* AIM *
Reproduce every item below character for character, keeping each line, symbol and line break as it stands.

* SUPPLIED MATERIAL *
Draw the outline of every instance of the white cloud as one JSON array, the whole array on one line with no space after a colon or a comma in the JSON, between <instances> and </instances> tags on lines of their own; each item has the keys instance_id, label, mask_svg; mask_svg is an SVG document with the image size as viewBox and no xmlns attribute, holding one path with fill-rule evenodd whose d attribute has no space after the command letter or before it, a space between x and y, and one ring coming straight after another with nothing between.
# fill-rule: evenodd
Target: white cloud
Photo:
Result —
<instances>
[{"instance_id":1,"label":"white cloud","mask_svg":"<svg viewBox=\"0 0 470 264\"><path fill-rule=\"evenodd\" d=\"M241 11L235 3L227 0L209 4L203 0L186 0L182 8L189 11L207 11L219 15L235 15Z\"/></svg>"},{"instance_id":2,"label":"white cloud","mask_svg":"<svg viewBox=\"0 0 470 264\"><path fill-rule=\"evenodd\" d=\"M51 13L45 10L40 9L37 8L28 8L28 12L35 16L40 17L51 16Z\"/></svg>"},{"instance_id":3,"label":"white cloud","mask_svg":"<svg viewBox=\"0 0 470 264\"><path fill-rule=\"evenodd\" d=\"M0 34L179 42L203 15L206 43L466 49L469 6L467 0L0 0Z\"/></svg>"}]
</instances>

* COMPLETE ANSWER *
Draw the outline of every instance of the white cloud as one JSON array, the whole array on one line with no space after a colon or a comma in the JSON, between <instances> and </instances> tags on lines of their own; each item has the keys instance_id, label, mask_svg; mask_svg is an SVG document with the image size as viewBox and no xmlns attribute, holding one path with fill-rule evenodd whose d attribute has no space after the command letter or before it, a space between x and y, and one ring coming straight after another with nothing between.
# fill-rule: evenodd
Target: white cloud
Photo:
Result —
<instances>
[{"instance_id":1,"label":"white cloud","mask_svg":"<svg viewBox=\"0 0 470 264\"><path fill-rule=\"evenodd\" d=\"M241 11L235 3L227 0L209 4L203 0L186 0L182 8L189 11L207 11L219 15L235 15Z\"/></svg>"},{"instance_id":2,"label":"white cloud","mask_svg":"<svg viewBox=\"0 0 470 264\"><path fill-rule=\"evenodd\" d=\"M51 13L45 10L40 9L37 8L28 8L28 12L35 16L40 17L51 16Z\"/></svg>"},{"instance_id":3,"label":"white cloud","mask_svg":"<svg viewBox=\"0 0 470 264\"><path fill-rule=\"evenodd\" d=\"M0 34L179 42L203 15L206 43L466 49L469 6L467 0L0 0Z\"/></svg>"}]
</instances>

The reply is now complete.